(What is needed) All of the material below is to be returned exactly.

(Data supplied)
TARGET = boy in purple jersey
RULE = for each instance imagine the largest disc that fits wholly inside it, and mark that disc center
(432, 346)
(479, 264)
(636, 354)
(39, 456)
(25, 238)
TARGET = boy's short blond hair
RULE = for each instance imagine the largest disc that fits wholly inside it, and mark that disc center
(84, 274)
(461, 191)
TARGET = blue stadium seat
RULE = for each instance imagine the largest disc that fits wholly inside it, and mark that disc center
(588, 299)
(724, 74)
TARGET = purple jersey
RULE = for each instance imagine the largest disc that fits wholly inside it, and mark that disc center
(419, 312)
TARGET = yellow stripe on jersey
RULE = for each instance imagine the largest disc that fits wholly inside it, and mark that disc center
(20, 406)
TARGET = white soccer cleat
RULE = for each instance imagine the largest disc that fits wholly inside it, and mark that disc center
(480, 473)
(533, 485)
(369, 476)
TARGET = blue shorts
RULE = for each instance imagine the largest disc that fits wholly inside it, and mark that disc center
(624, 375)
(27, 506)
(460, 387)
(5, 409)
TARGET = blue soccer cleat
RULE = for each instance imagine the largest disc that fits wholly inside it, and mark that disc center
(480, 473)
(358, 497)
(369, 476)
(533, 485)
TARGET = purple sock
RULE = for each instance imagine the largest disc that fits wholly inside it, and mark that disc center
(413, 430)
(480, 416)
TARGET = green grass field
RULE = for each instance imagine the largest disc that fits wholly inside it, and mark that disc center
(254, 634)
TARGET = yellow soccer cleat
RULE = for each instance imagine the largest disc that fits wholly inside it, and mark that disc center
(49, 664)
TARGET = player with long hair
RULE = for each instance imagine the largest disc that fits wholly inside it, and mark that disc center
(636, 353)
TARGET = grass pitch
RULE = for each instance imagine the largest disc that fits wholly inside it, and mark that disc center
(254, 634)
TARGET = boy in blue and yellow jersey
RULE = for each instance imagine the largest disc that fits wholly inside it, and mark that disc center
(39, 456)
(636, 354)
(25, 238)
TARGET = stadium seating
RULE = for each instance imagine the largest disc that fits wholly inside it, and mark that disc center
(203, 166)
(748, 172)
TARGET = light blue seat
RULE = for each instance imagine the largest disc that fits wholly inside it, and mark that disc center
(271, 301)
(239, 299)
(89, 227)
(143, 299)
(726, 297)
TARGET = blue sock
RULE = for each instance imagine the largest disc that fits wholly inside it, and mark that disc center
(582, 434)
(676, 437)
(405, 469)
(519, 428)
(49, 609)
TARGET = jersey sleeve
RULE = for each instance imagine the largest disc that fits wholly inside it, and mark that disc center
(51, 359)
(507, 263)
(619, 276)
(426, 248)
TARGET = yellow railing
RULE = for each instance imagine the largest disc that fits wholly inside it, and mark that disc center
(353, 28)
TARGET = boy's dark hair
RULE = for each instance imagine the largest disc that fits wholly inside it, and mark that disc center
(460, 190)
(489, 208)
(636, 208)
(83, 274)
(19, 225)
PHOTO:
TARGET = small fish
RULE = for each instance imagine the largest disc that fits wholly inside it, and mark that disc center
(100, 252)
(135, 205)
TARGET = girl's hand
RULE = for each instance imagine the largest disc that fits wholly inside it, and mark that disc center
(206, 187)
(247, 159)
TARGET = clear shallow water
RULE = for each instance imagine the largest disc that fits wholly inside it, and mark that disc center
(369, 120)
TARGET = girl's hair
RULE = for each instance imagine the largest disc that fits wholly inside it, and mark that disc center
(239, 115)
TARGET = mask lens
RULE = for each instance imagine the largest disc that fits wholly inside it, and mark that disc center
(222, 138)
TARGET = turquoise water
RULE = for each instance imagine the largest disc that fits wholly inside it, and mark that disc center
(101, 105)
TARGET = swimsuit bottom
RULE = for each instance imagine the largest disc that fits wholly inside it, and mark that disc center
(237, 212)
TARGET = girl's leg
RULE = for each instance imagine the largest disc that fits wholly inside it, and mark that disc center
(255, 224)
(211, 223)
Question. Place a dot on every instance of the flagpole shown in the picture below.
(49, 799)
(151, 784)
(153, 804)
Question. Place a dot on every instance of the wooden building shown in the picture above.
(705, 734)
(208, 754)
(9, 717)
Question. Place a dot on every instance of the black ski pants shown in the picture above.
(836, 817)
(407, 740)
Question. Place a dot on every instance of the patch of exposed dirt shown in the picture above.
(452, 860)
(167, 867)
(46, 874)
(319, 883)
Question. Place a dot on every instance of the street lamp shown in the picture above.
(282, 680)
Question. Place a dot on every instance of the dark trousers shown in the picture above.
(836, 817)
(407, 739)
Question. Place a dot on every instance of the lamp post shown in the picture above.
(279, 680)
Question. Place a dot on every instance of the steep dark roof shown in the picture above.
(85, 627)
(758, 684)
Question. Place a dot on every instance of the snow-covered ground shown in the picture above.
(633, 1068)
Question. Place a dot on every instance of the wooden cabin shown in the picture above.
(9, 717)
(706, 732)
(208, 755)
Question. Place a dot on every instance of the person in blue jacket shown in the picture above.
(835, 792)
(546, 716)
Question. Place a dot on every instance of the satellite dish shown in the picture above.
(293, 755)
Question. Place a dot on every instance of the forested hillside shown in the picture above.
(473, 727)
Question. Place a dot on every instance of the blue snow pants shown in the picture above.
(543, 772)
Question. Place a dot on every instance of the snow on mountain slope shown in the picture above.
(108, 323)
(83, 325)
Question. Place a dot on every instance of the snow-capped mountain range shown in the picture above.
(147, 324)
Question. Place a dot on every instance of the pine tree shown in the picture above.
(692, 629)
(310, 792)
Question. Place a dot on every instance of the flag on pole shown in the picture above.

(The answer)
TARGET = boy in purple jersey
RULE = for each instance imagine the largest disc that fits wholly inside it, and mark that disc center
(432, 346)
(479, 264)
(636, 354)
(39, 456)
(25, 238)
TARGET = boy's short blond hair
RULE = for each instance imagine the largest disc that fits wholly inside it, and mark that disc center
(84, 274)
(461, 191)
TARGET = blue stadium seat
RULE = for each instance imagine the largest disc that fits wholly inside it, and mark that disc center
(588, 299)
(724, 74)
TARGET = purple jersey
RULE = for each instance imagine the largest disc that fits wholly inside it, and mark that disc center
(419, 312)
TARGET = yellow stripe on jersey
RULE = for each instance imagine the largest disc that fits wholly inside it, and mark that disc center
(20, 406)
TARGET = white soccer cleat
RULE = for each instance imagine the largest disc that fits wholly inside it, and mark that disc center
(480, 473)
(533, 485)
(369, 476)
TARGET = blue shorts
RULE = for each instance imagine the largest disc that fits wholly inside it, and mark that disc center
(624, 375)
(27, 506)
(460, 387)
(5, 409)
TARGET = blue soccer cleat
RULE = for each instance imagine the largest disc that fits wholly inside it, and mark that disc center
(480, 473)
(358, 497)
(369, 476)
(533, 485)
TARGET = purple sock
RULE = for each instance imagine the largest disc that fits wholly inside it, and mark that disc center
(413, 430)
(480, 416)
TARGET = green grass field
RULE = for each instance imagine the largest disc that fits wholly inside it, and mark that disc center
(254, 634)
TARGET = yellow soccer cleat
RULE = for each instance imagine the largest disc that fits wholly inside it, and mark that disc center
(49, 664)
TARGET = player with long hair
RULE = for each instance imagine the largest disc that fits wholly inside it, and mark that disc center
(636, 353)
TARGET = grass pitch
RULE = for each instance imagine the largest disc that fits wholly inside it, and mark that disc center
(254, 634)
TARGET = boy in blue and yellow jersey
RULE = for each instance imagine the largest disc that fits wholly inside it, and mark that disc center
(39, 456)
(636, 354)
(25, 238)
TARGET = stadium seating
RULE = for each instance imagine the largest disc that fits wholly inside it, and mark that disc center
(203, 166)
(748, 172)
TARGET = light blue seat
RULE = for each instance imagine the largest disc that fits wholly inside it, and mark that disc center
(271, 301)
(239, 299)
(89, 227)
(143, 299)
(726, 297)
TARGET = blue sock
RULE = for each instance imagine the largest disc that fits wholly inside it, and mark that disc center
(582, 434)
(676, 437)
(405, 469)
(519, 428)
(49, 609)
TARGET = jersey sleeve
RULE = for each instance imagine the largest disc that fits wholly inside it, and mark that disc center
(51, 359)
(507, 263)
(619, 276)
(426, 248)
TARGET = yellow railing
RULE = for each instance imagine the largest disc that fits wholly inside it, and mark that disc center
(353, 28)
TARGET = boy's dark hair
RULE = for each instance imagine the largest disc that fits wholly inside it, and mark that disc center
(460, 190)
(489, 208)
(636, 208)
(83, 274)
(19, 225)
PHOTO:
TARGET = small fish
RULE = for each instance imagine the largest disc that fits wholly inside it, and mark that disc center
(100, 252)
(135, 205)
TARGET = girl's hand
RULE = for each instance imagine the largest disc that fits wholly inside it, and mark that disc center
(206, 187)
(247, 159)
TARGET = clear shallow water
RULE = for each instance imagine the largest disc that fits wholly inside it, and mark that disc center
(369, 120)
TARGET = girl's hair
RULE = for each instance imagine the largest disc that fits wholly inside it, and mark that disc center
(239, 115)
TARGET = mask lens
RULE = for each instance imagine the largest disc that fits wholly inside it, and mark that disc center
(222, 138)
TARGET = turquoise water
RULE = for each instance imagine the largest disc that fits wholly inside it, and mark that disc center
(101, 105)
TARGET = swimsuit bottom
RULE = for each instance imagine the largest disc that fits wholly inside it, and mark that disc center
(237, 212)
TARGET = girl's leg
RULE = for each instance imagine the largest disc that fits wholly inside it, and mark that disc center
(255, 224)
(211, 223)
Question. Place a dot on every instance of the flagpole shown in the picture below.
(49, 799)
(151, 784)
(153, 804)
Question. Place a dot on every instance of the wooden building shown in the picture above.
(705, 734)
(208, 754)
(9, 717)
Question. Place a dot on every instance of the black ski pants shown in the picture above.
(836, 817)
(407, 740)
Question. Place a dot on every instance of the patch of exposed dirt shown in the picture above.
(452, 860)
(167, 867)
(46, 874)
(319, 883)
Question. Place a dot on every instance of the street lamp shown in the picture above.
(282, 680)
Question. Place a dot on every instance of the dark trousers shown in the picture above.
(836, 817)
(407, 739)
Question. Place a dot on every instance of the lamp post shown in the picture above.
(279, 680)
Question. Place a dot on every instance of the steep dark roof shown in the picture above.
(85, 627)
(758, 684)
Question. Place a dot on every instance of the snow-covered ground shown in the picture above.
(633, 1068)
Question. Place a dot on every instance of the wooden cabin shown in the picture above.
(9, 717)
(706, 732)
(208, 755)
Question. Place a dot on every instance of the person in blue jacket shown in the picture above.
(835, 792)
(546, 716)
Question. Place a dot on every instance of the satellite dish shown in the picture above.
(293, 755)
Question. Place a dot on every instance of the forested hillside shown in the picture above.
(473, 727)
Question. Place a dot on every instance of the blue snow pants shown in the picture above.
(543, 772)
Question. Place a dot on every instance of the snow on mountain slope shown in the picture above.
(108, 323)
(83, 325)
Question. Place a dot on every instance of the snow-capped mountain range shown in the picture above.
(147, 324)
Question. Place a dot on every instance of the pine tree shown in the picture above.
(692, 629)
(310, 792)
Question. Place a dot on every instance of the flag on pole shown in the picture above.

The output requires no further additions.